| Document segment |
Menu

#69 reformat.sh vpair fails matching reads.

1.0
open
nobody
None
2024-05-15
2024-05-15
No

Hi there.
I have been using bbmap for some time and love it. I am encountering an issue in my FASTQ qc pipeline where vpair raises that the following reads on my R1 and R2 file do not match.

Input is being processed as paired
Names do not appear to be correctly paired.
VH01092:63:AAFLNLCM5:1:1101:23003:1000:NTAATA:GTAATA/1 1:N:0:CCGATAGTCG+ACGTGAACAT
VH01092:63:AAFLNLCM5:1:1101:23003:1000:NTAATA:GTAATA/2 2:N:0:CCGATAGTCG+ACGTGAACAT

As far as I understand this is valid FASTQ format. "Field 1 begins with a '@' character and is followed by a sequence identifier and an optional description." I believe this optional description to be the issue.

While debugging I tried removing the optional description entirely and vpair raised no errors. Is there any way we could investigate this behavior? Is it possible that /1 and /2 are special delimiters and they are partially at fault for this error being raised? I would like to avoid trimming the optional description for bbmap usage and then needing to subsequently add it again.

Happy to discuss further and provide FASTQs (each is ~ 0.5 Gb). Thank you!

| Record extracts |
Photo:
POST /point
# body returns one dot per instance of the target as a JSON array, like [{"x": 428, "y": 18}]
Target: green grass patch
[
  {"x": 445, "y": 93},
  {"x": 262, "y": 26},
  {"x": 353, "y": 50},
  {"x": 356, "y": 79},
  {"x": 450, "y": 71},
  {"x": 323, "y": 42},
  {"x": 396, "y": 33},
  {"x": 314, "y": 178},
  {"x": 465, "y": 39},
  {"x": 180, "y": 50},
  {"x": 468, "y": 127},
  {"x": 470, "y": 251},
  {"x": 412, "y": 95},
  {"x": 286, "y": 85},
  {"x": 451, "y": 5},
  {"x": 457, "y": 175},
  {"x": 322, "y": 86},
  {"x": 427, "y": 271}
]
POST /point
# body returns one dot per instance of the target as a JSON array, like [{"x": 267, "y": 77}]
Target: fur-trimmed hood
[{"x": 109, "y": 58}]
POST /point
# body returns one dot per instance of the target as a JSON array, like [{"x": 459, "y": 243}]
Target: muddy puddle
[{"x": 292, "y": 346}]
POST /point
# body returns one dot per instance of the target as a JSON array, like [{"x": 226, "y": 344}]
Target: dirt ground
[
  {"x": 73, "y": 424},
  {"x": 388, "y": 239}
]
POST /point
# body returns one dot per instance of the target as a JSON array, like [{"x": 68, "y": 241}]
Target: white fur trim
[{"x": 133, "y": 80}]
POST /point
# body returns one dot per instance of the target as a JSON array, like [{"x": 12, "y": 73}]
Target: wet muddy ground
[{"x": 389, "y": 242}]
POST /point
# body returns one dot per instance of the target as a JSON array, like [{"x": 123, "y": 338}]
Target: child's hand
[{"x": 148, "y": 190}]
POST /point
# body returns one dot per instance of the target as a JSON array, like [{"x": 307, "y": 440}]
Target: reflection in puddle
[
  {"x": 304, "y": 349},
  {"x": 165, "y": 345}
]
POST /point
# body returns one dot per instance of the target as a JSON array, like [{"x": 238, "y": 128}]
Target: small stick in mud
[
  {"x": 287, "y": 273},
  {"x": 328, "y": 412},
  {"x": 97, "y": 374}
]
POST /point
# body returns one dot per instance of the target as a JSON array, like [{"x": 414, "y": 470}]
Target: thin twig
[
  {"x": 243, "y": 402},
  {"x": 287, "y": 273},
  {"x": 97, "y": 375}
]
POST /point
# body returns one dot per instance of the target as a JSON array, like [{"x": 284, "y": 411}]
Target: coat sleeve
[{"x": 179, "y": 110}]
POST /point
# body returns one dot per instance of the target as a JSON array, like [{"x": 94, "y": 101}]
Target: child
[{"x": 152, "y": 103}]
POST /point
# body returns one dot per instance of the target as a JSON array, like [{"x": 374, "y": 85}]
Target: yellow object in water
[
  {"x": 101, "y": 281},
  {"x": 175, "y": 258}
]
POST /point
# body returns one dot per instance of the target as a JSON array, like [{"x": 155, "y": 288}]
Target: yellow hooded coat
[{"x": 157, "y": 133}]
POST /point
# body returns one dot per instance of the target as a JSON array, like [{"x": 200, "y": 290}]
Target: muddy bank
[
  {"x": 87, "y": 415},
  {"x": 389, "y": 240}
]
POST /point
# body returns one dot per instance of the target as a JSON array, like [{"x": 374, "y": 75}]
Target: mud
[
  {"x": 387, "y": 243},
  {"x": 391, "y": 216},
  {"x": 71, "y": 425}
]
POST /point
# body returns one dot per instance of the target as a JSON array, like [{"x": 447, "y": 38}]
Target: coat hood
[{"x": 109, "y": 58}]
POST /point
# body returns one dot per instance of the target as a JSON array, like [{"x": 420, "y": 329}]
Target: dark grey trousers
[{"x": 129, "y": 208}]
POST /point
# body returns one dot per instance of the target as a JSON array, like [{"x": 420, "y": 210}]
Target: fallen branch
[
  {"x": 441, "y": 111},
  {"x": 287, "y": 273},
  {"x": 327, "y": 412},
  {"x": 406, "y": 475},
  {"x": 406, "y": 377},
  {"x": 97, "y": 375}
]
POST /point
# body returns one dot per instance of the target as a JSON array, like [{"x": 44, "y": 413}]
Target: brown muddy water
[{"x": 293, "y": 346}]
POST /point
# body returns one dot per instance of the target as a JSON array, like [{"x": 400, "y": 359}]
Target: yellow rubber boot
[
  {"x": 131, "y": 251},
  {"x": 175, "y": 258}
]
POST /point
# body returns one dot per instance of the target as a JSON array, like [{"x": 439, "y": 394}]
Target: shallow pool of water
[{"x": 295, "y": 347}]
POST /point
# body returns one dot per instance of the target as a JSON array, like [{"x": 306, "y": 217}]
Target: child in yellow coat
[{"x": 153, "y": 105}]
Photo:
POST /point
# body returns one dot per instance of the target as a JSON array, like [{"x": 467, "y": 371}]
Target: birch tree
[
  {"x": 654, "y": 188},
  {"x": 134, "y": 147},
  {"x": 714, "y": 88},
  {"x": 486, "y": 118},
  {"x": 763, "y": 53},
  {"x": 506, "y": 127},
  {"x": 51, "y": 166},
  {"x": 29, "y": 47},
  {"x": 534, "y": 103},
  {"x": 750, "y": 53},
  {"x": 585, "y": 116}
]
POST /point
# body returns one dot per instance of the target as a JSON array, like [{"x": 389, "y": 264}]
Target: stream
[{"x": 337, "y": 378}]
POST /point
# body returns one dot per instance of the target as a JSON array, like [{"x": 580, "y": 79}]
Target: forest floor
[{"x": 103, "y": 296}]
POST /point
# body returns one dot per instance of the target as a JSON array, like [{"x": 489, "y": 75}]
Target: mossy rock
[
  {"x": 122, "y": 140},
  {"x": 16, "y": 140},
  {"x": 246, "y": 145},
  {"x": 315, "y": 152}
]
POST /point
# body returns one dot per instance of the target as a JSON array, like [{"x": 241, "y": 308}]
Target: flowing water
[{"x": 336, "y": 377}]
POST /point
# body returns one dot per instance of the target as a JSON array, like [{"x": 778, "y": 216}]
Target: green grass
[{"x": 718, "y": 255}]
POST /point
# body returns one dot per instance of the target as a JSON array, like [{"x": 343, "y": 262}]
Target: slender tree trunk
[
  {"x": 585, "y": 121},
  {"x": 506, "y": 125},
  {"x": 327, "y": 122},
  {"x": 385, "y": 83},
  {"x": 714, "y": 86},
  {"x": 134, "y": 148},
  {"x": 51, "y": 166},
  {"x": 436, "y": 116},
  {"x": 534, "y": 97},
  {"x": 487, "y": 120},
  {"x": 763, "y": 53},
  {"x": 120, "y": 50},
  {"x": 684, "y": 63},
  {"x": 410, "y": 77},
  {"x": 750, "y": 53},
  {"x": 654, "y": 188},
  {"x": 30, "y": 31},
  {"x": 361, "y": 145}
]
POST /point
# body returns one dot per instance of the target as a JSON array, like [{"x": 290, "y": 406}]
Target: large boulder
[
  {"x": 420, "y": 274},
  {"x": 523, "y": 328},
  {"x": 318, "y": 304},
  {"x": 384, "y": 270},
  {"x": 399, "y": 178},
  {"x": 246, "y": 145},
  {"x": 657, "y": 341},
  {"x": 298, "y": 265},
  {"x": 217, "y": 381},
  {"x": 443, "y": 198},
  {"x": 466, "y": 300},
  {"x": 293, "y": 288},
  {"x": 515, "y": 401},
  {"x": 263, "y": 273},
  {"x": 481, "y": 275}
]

| Directions |
1) In the reformat.sh vpair issue report, what happened when the optional description was removed from the reads?
2) Continue the reformat.sh vpair issue report from the point where it stops.

| Answers provided |
1) Vpair raised no errors.

2)
Discussion

  • Max Rozenblum

    Max Rozenblum - 2024-05-15

    I decided to subset my FASTQ to a single read so the files are more than manageable to demonstrate the issue:
    - bad_R* -> this FASTQ pair is the read as shown in the post above. This fails with vpair enabled.
    - bad-no-desc_R* -> this FASTQ pair is the same read where the optional description (text after the space) has been trimmed. This succeeds with vpair enabled.
    - bad-no-trail_R* -> this FASTQ pair is the same read except the /1 and /2 has been removed from the sequence identifier. This succeeds with vpair enabled.
    - bad-no-trail-no-desc_R* -> this has both the /1 and /2, and the optional description removed. As we would expect, this also succeeds with vpair enabled.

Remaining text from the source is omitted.